Location annotation dataset excerpts:

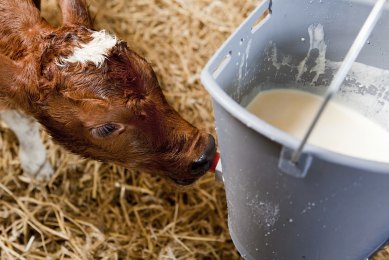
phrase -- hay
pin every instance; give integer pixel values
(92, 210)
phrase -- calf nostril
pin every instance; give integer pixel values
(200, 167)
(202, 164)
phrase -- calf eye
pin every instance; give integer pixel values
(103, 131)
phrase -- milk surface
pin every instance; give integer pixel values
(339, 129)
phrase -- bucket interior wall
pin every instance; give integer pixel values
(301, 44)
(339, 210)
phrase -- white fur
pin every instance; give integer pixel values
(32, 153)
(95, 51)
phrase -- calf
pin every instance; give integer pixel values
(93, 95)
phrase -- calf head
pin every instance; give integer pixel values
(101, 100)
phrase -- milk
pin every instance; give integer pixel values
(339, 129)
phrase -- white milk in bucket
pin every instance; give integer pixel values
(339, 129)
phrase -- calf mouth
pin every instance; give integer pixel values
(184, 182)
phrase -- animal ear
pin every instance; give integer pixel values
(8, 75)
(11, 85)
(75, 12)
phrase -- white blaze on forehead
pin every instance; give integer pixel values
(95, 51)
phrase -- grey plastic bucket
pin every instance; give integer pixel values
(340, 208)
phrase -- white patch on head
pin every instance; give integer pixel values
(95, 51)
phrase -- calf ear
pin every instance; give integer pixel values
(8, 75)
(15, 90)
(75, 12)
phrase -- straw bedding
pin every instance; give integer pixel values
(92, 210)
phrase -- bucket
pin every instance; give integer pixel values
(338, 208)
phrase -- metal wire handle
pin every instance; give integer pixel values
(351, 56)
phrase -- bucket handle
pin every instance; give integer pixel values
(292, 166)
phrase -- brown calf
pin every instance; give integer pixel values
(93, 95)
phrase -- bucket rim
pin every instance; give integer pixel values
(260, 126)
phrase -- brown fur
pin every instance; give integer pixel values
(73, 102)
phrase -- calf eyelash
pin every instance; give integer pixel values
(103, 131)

▸ What to work on
Reproduce the material verbatim, covering the stretch from the line containing "phrase -- brown calf" through the end of the material.

▸ Answer for this exercise
phrase -- brown calf
pin every instance; give integer pixel values
(93, 95)
phrase -- bucket rim
pin every instance; give integer pixel values
(260, 126)
phrase -- brown fur
pin every instance; give integer pixel values
(73, 102)
phrase -- calf eyelash
pin every instance; give integer pixel values
(103, 131)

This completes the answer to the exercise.